**DESCRIPTION OF THE TASK:** Starting at the line that contains "[point] every instance of the sky", transcribe every remaining line of the entries exactly, including the last one.

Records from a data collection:
......
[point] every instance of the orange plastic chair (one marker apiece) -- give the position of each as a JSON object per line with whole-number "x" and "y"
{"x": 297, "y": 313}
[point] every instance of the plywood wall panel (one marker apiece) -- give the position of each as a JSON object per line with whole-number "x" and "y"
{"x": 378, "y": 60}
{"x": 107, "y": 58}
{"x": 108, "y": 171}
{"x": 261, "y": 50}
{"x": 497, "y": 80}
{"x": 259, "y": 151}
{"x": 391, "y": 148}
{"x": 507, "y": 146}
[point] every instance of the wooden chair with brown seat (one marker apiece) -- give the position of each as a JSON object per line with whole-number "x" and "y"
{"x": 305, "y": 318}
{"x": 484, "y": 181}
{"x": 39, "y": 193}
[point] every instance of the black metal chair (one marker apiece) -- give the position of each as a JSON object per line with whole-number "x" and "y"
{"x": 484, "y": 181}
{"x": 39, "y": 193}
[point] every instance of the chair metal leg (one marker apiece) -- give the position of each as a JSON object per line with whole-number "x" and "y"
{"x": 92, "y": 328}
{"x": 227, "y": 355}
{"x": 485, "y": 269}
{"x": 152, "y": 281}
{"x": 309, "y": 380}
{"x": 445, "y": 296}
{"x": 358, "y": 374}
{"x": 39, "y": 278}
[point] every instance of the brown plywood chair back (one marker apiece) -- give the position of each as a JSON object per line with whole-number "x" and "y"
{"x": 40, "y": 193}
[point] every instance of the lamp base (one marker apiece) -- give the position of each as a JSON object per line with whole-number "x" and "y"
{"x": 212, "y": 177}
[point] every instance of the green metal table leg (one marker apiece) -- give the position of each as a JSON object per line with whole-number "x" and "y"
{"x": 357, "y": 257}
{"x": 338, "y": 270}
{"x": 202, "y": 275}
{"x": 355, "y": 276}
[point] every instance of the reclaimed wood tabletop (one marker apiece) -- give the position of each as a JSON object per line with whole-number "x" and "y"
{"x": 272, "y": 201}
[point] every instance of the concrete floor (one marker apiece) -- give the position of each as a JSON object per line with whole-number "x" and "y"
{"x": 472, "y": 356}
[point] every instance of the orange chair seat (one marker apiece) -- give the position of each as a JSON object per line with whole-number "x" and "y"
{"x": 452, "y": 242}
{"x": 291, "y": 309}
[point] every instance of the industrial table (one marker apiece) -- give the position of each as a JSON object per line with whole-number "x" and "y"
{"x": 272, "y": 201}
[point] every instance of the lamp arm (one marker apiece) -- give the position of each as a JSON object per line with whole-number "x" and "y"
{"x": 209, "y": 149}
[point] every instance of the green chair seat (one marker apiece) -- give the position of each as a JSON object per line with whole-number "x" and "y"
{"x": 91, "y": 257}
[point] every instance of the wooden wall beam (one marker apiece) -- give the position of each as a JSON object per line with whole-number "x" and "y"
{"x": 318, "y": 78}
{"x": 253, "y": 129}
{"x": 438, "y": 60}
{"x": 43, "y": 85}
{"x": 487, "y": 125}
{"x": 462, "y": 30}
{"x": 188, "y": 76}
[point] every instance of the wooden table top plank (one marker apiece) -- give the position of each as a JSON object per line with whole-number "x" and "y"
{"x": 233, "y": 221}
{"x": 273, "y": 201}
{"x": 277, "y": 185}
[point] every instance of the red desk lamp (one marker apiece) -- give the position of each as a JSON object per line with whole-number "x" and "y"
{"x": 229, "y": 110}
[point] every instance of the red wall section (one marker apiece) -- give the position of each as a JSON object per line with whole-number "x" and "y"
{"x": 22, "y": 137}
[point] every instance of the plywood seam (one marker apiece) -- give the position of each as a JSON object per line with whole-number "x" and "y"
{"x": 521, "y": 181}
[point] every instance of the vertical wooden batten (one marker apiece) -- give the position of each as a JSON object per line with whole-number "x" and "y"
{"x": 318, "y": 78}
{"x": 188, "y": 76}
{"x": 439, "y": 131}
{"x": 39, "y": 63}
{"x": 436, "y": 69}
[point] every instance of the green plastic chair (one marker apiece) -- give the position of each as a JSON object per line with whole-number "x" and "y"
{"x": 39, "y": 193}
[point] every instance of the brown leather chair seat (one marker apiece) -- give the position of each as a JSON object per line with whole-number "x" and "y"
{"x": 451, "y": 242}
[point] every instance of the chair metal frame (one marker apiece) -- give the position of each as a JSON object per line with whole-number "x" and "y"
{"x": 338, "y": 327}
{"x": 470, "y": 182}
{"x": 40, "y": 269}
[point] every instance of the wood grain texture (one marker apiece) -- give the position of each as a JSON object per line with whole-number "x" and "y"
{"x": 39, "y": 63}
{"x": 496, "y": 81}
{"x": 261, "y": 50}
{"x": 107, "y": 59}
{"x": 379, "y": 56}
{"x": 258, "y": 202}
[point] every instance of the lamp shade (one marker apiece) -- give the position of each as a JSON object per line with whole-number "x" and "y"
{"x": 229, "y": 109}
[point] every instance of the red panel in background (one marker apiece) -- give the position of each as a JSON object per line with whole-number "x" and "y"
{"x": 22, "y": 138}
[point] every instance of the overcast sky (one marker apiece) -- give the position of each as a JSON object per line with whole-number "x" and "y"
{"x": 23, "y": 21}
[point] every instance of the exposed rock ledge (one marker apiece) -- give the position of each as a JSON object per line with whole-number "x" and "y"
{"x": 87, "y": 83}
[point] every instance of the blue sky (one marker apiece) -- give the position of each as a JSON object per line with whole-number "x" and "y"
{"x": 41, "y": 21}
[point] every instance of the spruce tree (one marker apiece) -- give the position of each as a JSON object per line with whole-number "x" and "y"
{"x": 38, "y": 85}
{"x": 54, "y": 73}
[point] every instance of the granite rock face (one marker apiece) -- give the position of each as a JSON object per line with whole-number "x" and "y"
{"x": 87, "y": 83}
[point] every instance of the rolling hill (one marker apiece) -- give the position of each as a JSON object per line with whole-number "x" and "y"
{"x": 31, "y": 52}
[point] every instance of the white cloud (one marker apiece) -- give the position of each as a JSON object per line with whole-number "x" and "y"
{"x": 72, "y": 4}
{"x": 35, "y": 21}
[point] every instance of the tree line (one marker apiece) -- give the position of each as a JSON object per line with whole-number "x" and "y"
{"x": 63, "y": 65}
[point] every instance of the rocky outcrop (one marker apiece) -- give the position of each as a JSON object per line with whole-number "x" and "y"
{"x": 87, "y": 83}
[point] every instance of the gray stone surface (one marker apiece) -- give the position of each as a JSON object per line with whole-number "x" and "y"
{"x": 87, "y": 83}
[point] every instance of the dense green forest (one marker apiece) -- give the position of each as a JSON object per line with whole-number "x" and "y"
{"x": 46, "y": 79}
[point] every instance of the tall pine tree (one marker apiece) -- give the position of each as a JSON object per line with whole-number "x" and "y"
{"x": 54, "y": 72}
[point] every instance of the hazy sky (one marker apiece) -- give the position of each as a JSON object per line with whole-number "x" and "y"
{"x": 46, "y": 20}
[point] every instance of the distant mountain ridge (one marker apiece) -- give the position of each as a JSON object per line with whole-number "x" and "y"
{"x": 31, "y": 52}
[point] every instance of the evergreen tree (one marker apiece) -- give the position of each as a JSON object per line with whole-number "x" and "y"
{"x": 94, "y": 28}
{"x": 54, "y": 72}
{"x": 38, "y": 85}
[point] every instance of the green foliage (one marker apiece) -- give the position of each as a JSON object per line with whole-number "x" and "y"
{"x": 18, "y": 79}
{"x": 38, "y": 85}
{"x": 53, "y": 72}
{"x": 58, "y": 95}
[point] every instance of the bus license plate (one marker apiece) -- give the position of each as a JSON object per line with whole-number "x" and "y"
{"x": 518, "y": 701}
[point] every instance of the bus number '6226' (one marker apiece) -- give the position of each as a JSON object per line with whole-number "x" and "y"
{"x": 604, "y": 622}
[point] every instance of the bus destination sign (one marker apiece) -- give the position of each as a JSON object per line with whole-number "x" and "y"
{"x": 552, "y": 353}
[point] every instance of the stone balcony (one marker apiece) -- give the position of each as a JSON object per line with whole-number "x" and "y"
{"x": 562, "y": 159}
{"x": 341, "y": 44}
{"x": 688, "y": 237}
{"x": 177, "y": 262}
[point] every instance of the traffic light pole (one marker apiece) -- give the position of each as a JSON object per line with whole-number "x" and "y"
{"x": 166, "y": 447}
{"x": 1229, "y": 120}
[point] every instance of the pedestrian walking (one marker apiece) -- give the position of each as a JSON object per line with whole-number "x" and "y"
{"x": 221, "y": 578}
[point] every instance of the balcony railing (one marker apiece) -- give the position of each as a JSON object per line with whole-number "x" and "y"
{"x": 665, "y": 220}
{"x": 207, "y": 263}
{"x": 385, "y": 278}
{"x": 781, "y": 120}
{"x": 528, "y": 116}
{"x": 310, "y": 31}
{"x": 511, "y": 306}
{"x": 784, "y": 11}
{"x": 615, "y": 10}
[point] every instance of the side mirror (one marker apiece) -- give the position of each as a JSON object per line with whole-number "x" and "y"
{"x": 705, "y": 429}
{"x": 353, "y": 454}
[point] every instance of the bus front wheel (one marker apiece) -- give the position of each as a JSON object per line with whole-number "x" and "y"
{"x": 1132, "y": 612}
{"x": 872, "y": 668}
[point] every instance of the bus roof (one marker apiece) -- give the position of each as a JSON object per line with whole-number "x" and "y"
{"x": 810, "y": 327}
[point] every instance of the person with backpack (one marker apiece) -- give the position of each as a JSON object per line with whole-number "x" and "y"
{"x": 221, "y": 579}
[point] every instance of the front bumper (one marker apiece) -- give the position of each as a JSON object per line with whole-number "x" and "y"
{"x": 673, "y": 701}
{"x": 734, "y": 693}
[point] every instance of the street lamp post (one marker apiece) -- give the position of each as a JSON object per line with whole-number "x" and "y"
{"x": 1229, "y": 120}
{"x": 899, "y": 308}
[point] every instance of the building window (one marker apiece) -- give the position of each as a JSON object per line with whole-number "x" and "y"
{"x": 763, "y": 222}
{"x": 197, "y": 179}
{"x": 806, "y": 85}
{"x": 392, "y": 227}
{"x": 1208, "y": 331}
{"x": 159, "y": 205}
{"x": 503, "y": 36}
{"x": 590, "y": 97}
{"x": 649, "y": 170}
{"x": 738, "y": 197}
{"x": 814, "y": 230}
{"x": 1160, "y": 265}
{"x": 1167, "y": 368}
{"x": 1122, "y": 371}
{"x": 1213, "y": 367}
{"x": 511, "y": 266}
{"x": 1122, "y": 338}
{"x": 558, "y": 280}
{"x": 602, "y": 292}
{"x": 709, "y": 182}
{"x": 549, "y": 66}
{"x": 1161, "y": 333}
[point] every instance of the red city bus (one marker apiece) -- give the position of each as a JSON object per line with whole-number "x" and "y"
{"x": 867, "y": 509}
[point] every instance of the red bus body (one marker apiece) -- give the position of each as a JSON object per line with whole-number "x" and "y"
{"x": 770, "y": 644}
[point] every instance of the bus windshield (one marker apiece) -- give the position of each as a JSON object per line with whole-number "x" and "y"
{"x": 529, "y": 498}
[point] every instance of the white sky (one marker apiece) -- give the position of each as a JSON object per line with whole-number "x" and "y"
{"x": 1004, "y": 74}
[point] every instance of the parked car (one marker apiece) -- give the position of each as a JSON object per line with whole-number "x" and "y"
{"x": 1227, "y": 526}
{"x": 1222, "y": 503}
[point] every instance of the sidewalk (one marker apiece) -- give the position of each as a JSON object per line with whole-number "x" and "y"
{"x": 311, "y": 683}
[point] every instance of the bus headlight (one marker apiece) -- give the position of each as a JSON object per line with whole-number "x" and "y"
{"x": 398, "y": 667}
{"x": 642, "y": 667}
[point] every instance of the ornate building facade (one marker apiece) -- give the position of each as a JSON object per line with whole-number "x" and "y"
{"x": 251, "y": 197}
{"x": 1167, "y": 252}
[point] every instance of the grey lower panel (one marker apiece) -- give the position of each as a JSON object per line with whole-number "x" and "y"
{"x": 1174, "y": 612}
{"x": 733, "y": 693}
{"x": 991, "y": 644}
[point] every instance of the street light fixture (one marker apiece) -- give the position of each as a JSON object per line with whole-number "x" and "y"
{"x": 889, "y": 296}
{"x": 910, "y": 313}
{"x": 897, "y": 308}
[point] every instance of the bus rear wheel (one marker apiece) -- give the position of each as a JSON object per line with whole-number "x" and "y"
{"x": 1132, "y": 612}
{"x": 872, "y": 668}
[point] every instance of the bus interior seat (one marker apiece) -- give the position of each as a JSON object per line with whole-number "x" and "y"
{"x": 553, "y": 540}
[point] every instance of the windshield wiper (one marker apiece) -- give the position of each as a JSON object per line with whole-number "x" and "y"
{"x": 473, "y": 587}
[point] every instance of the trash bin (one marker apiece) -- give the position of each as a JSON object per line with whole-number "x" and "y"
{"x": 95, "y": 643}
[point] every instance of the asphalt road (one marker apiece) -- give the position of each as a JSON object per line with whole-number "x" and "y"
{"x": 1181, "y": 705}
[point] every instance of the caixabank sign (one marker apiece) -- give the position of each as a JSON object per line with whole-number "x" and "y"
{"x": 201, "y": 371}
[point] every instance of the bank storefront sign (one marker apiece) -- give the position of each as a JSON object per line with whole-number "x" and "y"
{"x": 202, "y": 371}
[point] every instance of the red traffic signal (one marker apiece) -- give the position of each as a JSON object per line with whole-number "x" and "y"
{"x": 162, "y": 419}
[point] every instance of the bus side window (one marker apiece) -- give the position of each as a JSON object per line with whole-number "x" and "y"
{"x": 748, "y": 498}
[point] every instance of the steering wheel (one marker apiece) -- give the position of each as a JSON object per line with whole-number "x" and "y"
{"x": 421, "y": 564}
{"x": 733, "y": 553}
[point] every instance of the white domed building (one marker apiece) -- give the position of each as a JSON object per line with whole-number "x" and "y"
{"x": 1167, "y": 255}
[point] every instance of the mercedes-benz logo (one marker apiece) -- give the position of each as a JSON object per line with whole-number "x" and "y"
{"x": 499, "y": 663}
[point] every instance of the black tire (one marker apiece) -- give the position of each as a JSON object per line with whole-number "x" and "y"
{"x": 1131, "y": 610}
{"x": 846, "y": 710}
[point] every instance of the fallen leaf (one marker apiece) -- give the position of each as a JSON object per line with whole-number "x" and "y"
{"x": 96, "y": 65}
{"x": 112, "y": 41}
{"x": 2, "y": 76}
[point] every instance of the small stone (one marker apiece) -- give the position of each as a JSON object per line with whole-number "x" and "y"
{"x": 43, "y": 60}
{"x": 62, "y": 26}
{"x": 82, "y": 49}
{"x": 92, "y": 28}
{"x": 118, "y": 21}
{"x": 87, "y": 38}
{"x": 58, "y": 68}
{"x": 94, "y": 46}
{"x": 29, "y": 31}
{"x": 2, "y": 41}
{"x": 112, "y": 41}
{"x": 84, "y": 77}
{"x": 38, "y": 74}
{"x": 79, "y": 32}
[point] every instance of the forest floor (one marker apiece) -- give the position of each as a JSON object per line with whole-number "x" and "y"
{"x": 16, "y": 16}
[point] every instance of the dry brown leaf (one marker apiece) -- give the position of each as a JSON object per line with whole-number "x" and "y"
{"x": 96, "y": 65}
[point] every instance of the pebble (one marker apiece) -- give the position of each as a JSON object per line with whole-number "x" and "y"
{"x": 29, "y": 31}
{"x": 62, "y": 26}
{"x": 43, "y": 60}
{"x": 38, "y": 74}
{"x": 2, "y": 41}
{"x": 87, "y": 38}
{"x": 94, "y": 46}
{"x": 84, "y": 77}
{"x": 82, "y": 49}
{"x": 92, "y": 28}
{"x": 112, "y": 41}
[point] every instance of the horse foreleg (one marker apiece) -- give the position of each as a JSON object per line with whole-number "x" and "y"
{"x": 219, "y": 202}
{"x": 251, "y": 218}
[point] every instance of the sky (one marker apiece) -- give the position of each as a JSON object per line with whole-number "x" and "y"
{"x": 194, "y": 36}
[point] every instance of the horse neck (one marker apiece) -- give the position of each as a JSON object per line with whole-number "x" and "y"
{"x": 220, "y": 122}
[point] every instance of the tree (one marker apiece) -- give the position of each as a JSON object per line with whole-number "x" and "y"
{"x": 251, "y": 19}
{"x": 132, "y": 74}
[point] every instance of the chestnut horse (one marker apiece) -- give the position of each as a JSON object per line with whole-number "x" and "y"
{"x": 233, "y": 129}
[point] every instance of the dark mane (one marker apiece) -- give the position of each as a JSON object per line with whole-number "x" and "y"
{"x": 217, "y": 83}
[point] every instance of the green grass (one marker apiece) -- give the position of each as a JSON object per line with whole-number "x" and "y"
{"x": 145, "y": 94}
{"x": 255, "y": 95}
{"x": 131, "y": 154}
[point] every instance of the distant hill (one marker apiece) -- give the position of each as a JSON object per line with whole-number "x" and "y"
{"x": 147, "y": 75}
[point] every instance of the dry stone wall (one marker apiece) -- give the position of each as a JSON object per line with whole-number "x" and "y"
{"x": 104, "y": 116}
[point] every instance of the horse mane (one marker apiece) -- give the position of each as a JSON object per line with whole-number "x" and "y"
......
**WRITTEN RESPONSE:**
[point] every instance of the sky (one marker apiece) -- give the position of each as a JSON object per line with whole-number "x" and "y"
{"x": 194, "y": 36}
[point] every instance of the horse neck (one marker apiece) -- give the position of each as a JSON object per line with whole-number "x" and "y"
{"x": 220, "y": 122}
[point] every instance of the tree (one marker apiece) -- give the position of each as a JSON object per line with whole-number "x" and "y"
{"x": 251, "y": 19}
{"x": 132, "y": 74}
[point] every instance of the chestnut horse (one marker apiece) -- give the position of each as a JSON object per line with whole-number "x" and "y"
{"x": 233, "y": 129}
[point] every instance of the dark mane (one marker apiece) -- give the position of each as a JSON object per line with whole-number "x" and "y"
{"x": 217, "y": 83}
[point] every instance of the green grass (one marker apiece) -- give the position of each as a JSON object per line with whole-number "x" and "y"
{"x": 145, "y": 94}
{"x": 255, "y": 95}
{"x": 131, "y": 154}
[point] every instance of the distant hill (one marker apiece) -- give the position of each as a JSON object per line with whole-number "x" and "y"
{"x": 147, "y": 75}
[point] every instance of the dry stone wall (one marker apiece) -- give the position of each as a JSON object per line with whole-number "x" and "y"
{"x": 104, "y": 116}
[point] every instance of the horse mane (one marker apiece) -- give the position of each as a JSON object per line with whole-number "x" and "y"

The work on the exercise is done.